30 agosto 2022

La sfida demografica

Autore: Rachele Pozzato
399 mila nel 2021, che si fermeranno a 385 mila quest’anno, salvo un arresto della tendenza: i nuovi nati in Italia sono sempre meno, una “fragilità demografica strutturale”, come definita nell’ultimo rapporto annuale Istat, che nel lungo periodo rischia di avere conseguenze su Pil, occupazione e conti pubblici.

La contrazione del Pil - Una vera e propria emergenza, certamente acuitasi con la pandemia, ma che sedimentava già da tempo – dopo anni di un difficile mercato del lavoro, assenza di garanzie o politiche a sostegno della famiglia e della maternità, individualismo, assenza di fiducia nel futuro oltre che di una cultura della paternità – che, in primo luogo, avrà effetti sulla crescita del Paese. La popolazione in età da lavoro, compresa cioè tra i 15 e i 64 anni, è infatti pari al 63,4% per quest’anno, sul totale dei residenti. Una percentuale che scenderà al 53,4% nel 2050: un Pil in flessione, portato da meno occupati che produrranno meno entrate, che avrà effetti sul debito, ora al 147% del Pil.

Sistema previdenziale sotto pressione - Fondamentale, nel medio periodo, per sostenere il debito pubblico è la tenuta del sistema previdenziale insieme al welfare. In un Paese in cui il numero dei nuovi nati, dunque dei futuri occupati, continua a ridursi, contro al numero degli anziani che continua invece ad aumentare, saranno sempre meno gli attivi a sostenere le spese delle pensioni, rischiando di far entrare in grave sofferenza i conti della previdenza. Oggi in Italia gli over 65 sono circa 14,4 milioni, 3 milioni rispetto a 20 anni fa, che aumenteranno arrivando al 34% della popolazione totale nel 2042 sfiorando i 19 milioni. La spesa previdenziale, dunque, non può far altro che continuare ad aumentare anche rischiando di non poter essere sostenuta da un numero adeguato di nuovi occupati. Una schiera sulla carta rimpolpabile con l’arrivo di migranti regolarizzati, che tuttavia non compensano più una crisi demografica su cui pesano anche l’impennata dell’inflazione, il caro energia, la pandemia, provocando un aumento della spesa per pensioni in rapporto al Pil dal 15,7% di quest’anno al 16,2% del 2023. Si stima che nei prossimi vent’anni gli oneri aumenteranno in media dello 0,4% del Pil, con anche un aumento dei costi previdenziali medi dello 0,5% del Pil fino al 2070.

**Dati forniti:**

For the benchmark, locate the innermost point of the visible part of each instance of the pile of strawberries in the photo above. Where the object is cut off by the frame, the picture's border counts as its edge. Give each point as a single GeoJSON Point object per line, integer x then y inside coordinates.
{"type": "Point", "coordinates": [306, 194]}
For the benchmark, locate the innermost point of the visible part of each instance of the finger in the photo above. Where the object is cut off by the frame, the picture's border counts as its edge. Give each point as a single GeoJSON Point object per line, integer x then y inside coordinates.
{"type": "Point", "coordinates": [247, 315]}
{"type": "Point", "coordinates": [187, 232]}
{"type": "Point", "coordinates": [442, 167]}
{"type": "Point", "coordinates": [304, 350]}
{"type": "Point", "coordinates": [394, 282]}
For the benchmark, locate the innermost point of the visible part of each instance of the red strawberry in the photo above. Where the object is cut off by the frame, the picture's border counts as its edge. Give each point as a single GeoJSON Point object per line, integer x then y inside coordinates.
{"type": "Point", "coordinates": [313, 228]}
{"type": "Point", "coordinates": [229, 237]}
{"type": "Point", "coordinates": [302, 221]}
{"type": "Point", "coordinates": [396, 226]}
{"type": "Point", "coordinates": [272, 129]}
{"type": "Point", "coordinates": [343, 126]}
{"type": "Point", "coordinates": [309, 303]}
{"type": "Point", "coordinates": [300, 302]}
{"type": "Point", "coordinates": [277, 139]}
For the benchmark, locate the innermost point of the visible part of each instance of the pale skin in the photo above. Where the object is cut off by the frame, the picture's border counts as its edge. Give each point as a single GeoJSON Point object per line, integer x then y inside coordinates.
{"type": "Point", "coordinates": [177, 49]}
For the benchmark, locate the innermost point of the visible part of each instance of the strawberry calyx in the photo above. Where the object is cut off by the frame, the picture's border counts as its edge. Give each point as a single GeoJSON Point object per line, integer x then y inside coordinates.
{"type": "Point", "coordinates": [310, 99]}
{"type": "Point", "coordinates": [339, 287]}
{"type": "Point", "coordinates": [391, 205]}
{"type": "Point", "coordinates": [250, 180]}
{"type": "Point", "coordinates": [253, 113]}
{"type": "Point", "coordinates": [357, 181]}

**Requisiti del compito:**
Continua il testo sulla sfida demografica in Italia, riprendendo subito dopo la sua ultima frase.

**Spazio risposta:**
Responsabilità politiche - Numeri e stime che preoccupano l’Italia, ma non solo. Spesa previdenziale e crisi demografica nostrane sono infatti sotto stretto monitoraggio di Bruxelles, Ocse e finanche Fmi, proprio per i connessi effetti di sostenibilità del debito pubblico. Una questione da affrontare con estrema serietà e puntualità, soprattutto in fase di campagna elettorale, assicurando politiche di welfare e sostegno alla genitorialità, oltre che a misure che guardino alla crescita e all’occupazione.